**Texto em estudo**.
+++
Arthur Soffiati: Norte do Rio de Janeiro pelo enfoque da eco-história (I)
Arthur Soffiati 22/09/2020 13:55 - Atualizado em 22/09/2020 23:15
ntes dos europeus, os povos que chegaram primeiro à América alcançaram o território que hoje se convencionou chamar de regiões Norte e Noroeste do Rio de Janeiro, conhecendo melhor que nós os terrenos, os rios e as lagoas, a vegetação e sobretudo a fauna. Com a chegada dos europeus, esse território foi descrito em palavras e representado em mapas. A economia capitalista que então se instalava exigia transformações ambientais. Havia muita água e muita floresta para a agricultura e a pecuária. Cumpria dessecar e desmatar. Jogar água doce ao mar e obter madeira e lenha para as atividades econômicas. Ou simplesmente derrubar as matas com machado e fogo para obter terras livres destinadas a atividades até então desconhecidas pelos povos pioneiros.
Aspectos naturais
Em 1785, o capitão cartógrafo Manoel Martins do Couto Reis escreveu em seu relatório que o então Distrito dos Campos dos Goitacás, correspondente hoje ao Norte-Noroeste Fluminense, constituía-se de três terrenos: os planos, os ondulados e os montanhosos, sendo que os planos eram formados por aluviões e areia (Manuscritos de Manoel Martins do Couto Reis – 1785: Descrição geográfica, política e cronográfica do Distrito dos Campos Goitacazes. Campos dos Goytacazes: Fundação Cultural Jornalista Oswaldo Lima; Rio de Janeiro: Arquivo Público do Estado do Rio de Janeiro, 2011). O militar da infantaria estava diante de uma escada. Um engenheiro começa a construir uma escadaria pelo degrau mais baixo, que passa a ser o mais antigo. Na região em pauta, a natureza começou a construir a escada pelo degrau mais alto, que é o mais antigo. Ele se formou em data anterior a 600 milhões de anos. É a serra, com rios que descem de forma rápida, formando quedas d’água e bacias em seu curso. O substrato desgastado constituiu solos propícios a florestas complexas. Trata-se da Mata Atlântica em sua forma densa, com florestas luxuriantes que retêm água das chuvas e regulam o regime hídrico. A esse terreno, Alberto Ribeiro Lamego dedicou o livro “O homem e a serra” (Rio de Janeiro: Instituto Brasileiro de Geografia e Estatística/Conselho Nacional de Geografia, 1950).
+++
**Os dados**.
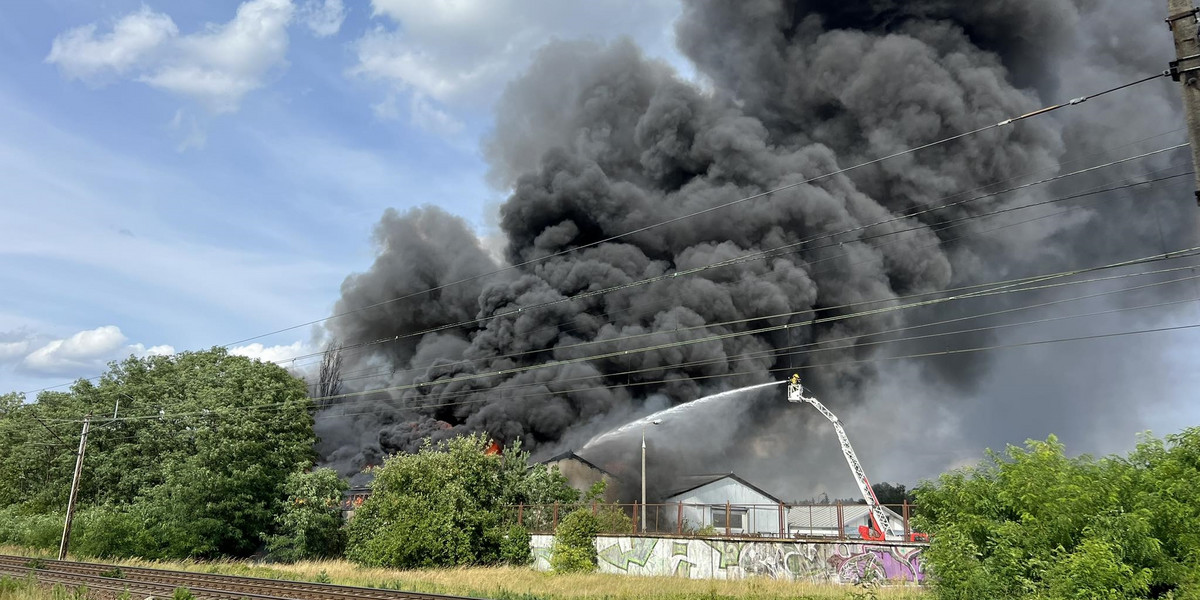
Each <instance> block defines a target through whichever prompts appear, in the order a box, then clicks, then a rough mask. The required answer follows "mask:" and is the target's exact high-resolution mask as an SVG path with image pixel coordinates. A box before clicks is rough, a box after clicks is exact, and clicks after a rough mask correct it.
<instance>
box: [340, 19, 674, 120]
mask: <svg viewBox="0 0 1200 600" xmlns="http://www.w3.org/2000/svg"><path fill="white" fill-rule="evenodd" d="M371 6H372V13H373V17H376V18H378V19H379V20H380V22H383V23H382V24H380V25H379V26H377V28H374V29H372V30H370V31H367V32H366V34H365V35H364V36H362V37H360V38H359V41H358V42H356V44H355V48H356V52H358V65H355V66H354V67H353V68H352V70H350V71H349V72H350V74H354V76H359V77H364V78H367V79H372V80H378V82H382V83H384V84H386V85H389V86H391V90H390V91H389V94H395V92H397V91H400V92H404V94H413V95H414V97H416V98H420V100H419V101H415V102H414V107H413V110H412V113H413V114H412V116H413V120H414V122H416V124H418V125H422V121H421V119H427V118H430V116H431V115H432V114H434V113H433V112H437V113H439V114H443V115H446V116H449V114H448V113H446V110H445V107H450V106H456V104H476V106H479V104H482V106H487V104H490V103H491V102H492V101H493V100H494V98H496V97H498V96H499V94H500V91H502V90H503V88H504V84H505V83H508V82H509V80H510V79H512V78H514V77H515V76H516V74H517V73H520V72H521V71H522V70H523V68H524V67H526V66H527V65H528V61H529V58H530V55H532V54H533V52H534V50H535V49H536V48H539V47H541V46H542V44H545V43H546V42H548V41H550V40H552V38H554V37H562V38H580V37H584V38H601V40H605V38H612V37H616V36H618V35H629V36H631V37H634V38H635V40H636V41H637V42H638V43H640V44H641V46H642V47H643V48H647V50H648V52H649V53H650V54H656V55H670V56H678V54H677V52H676V50H674V48H673V37H672V32H671V23H672V20H673V19H674V17H676V14H677V13H678V11H679V6H678V2H677V1H674V0H594V1H592V2H582V4H581V2H562V1H560V0H445V1H439V2H430V1H426V0H372V1H371ZM679 61H680V62H682V59H680V60H679ZM437 104H442V107H438V106H437ZM374 108H376V114H377V115H380V116H390V115H391V114H394V110H392V112H391V113H389V112H388V109H389V108H391V104H390V103H388V101H385V102H384V103H380V104H376V106H374ZM425 122H428V121H425ZM455 122H457V121H455ZM422 126H424V125H422Z"/></svg>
+++
**Tarefas**.
a. Resuma em duas frases o texto sobre a eco-história do Norte do Rio de Janeiro.
b. Prossiga, por favor, com o texto sobre a eco-história do Norte do Rio de Janeiro a partir do ponto em que ele para.

**Respostas por tarefa**.
a. Antes dos europeus, os primeiros povos da América já conheciam bem o território hoje chamado de regiões Norte e Noroeste do Rio de Janeiro, e a economia capitalista instalada depois da chegada dos europeus exigiu dessecar e desmatar esse território para a agricultura e a pecuária. Em 1785, Manoel Martins do Couto Reis descreveu a região como formada por terrenos planos, ondulados e montanhosos, e o mais antigo deles, a serra, formou-se há mais de 600 milhões de anos e abriga a Mata Atlântica densa, que retém a água das chuvas e regula o regime hídrico.

b.
O segundo terreno constitui-se dos tabuleiros, uma formação com mais de 5 milhões de anos que se estende do Amapá ao Norte do Rio de Janeiro. Ele é ondulado, com colinas de baixa altitude e depressões. Não existem neles formações pedregosas, como na serra. Apenas concreções ferruginosas. Os tabuleiros constituem uma zona de transição entre a serra e a planície. Da serra, eles têm as florestas. É a mesma Mata Atlântica adaptada a um regime climático com estações relativamente marcadas. Nos tabuleiros, a Mata Atlântica assume a caraterística estacional semidecidual. As florestas sofrem influência das estações do ano. Daí a denominação de estacional. Na estação seca, elas perdem de 20% a 50% das folhas. Daí a característica semidecidual, pois a decidual chega a perder 80% das folhas na estação seca. Da planície, os tabuleiros têm lagoas, geralmente instaladas nas depressões. Não existe nenhum livro específico sobre os tabuleiros pelo aspecto social, talvez por serem eles considerados extensão serrana.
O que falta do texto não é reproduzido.